Jan Murphy at the Patriot News on PHEAA's latest round of bonuses, noting that PHEAA CEO Dick Willey's bonus is higher than Governor Rendell's salary.

The headline "PHEAA's bonuses blasted by lawmakers" is intriguing--given that the reason these bonuses seem so unscrupulous is that PHEAA was created and is overseen by lawmakers (16 of the 20 board members are current state legislators, two are former legislators). PHEAA, of course, defends the bonuses claiming they are standard among their private sector competitors. But this raises a number of questions?

1) Why is PHEAA a public agency?
2) Is PHEAA providing a "public service" or is it just a playground for legislators and PHEAA staff?
3) Why are bonuses are awarded - for political reasons or to encourage greater profitability?

Either answer to question #3 goes back to question #1--if the goal of PHEAA is to be a profitable company, it should be privatized. If PHEAA bonuses are used for political process, PHEAA should be privatized to eliminate such abuses.

3 comments:

average joe said...

PHEAA is actually a public corporation, not a typical state agency as it is often misunderstood to be. It consumes no tax dollars for any of its operations, including salaries, heath benefits and retirement contributions. As a nonprofit business, its not set up to be profitable, per se. That is the role of a private for profit organization, which strive to be profitable in order to generate returns for shareholders. They make money from consumers, but don't give it back to consumers. PHEAA is set up to generate money for the sole purpose of giving it back to pay for student aid in Pennsylvania. PHEAA currently returns more than 90 percent of its earnings back to the students, families and taxpayers. This amounts to more than $1 billion over the last ten years, and $200 million over the last year alone.

Since money does not grow on trees, you have 2 choices: Raise taxes... or earn money in the market as a nonprofit business for the direct benefit of Pennsylvania. How successful you are as a business defines how much money you can give back. 90 percent of $500 million is much more than 90 percent of $100 million. So superior performance directly benefits Pennsylvania. If you limit that success you limit the return to the commonwealth and risk a big tax increase to make up the difference.

◆ Problem set:
A) Translate this sentence from the PHEAA bonuses post into Spanish: "PHEAA currently returns more than 90 percent of its earnings back to the students, families and taxpayers."
B) In the PHEAA bonuses post, swap "playground" for "sandbox" and write out the passage from "2) Is PHEAA" up to and including "encourage greater profitability?".

(Part of a data file)

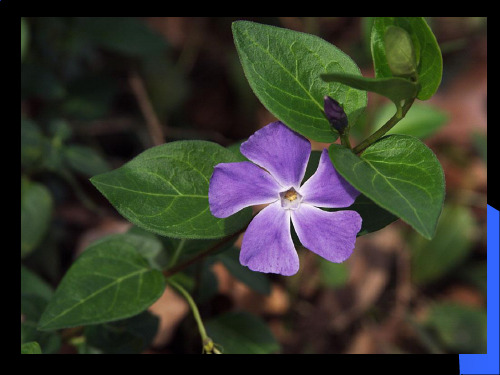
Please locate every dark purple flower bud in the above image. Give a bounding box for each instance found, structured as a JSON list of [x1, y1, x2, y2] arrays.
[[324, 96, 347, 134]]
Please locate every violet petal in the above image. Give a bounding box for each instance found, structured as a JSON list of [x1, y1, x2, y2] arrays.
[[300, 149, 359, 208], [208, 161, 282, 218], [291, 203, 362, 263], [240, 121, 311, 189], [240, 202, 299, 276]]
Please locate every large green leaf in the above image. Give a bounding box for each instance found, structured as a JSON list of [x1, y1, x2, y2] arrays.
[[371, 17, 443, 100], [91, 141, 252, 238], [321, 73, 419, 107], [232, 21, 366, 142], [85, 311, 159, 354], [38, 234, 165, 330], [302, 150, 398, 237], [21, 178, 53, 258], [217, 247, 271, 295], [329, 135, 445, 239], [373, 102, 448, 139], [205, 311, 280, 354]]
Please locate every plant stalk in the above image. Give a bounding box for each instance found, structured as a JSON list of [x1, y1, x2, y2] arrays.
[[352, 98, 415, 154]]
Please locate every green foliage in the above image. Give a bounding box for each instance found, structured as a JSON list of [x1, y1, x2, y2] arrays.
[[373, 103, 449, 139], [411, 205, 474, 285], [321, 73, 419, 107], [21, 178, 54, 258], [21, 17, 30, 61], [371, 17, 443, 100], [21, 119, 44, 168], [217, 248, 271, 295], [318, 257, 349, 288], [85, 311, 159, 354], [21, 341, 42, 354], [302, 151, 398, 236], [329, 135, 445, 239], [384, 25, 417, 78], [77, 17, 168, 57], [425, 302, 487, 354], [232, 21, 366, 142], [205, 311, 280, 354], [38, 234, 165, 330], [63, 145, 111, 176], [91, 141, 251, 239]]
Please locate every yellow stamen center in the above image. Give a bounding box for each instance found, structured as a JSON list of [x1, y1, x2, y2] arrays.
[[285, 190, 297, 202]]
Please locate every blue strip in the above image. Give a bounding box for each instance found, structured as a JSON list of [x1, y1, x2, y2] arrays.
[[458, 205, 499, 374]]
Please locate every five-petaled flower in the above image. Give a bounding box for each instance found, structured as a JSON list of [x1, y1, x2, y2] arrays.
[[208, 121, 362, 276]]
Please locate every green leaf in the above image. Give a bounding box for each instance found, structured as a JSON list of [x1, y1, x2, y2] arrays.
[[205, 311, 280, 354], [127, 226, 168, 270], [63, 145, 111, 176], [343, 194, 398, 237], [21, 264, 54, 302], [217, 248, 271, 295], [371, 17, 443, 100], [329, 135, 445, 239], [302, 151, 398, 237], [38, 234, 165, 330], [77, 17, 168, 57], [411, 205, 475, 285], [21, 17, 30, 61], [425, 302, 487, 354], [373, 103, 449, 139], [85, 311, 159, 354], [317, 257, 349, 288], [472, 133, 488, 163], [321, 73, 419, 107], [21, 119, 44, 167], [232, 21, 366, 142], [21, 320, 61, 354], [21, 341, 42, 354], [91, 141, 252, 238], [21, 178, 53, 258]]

◆ The replies:
A) Actualmente, PHEAA devuelve más del 90 por ciento de sus ganancias a los estudiantes, las familias y los contribuyentes.

B)
2) Is PHEAA providing a "public service" or is it just a sandbox for legislators and PHEAA staff?
3) Why are bonuses are awarded - for political reasons or to encourage greater profitability?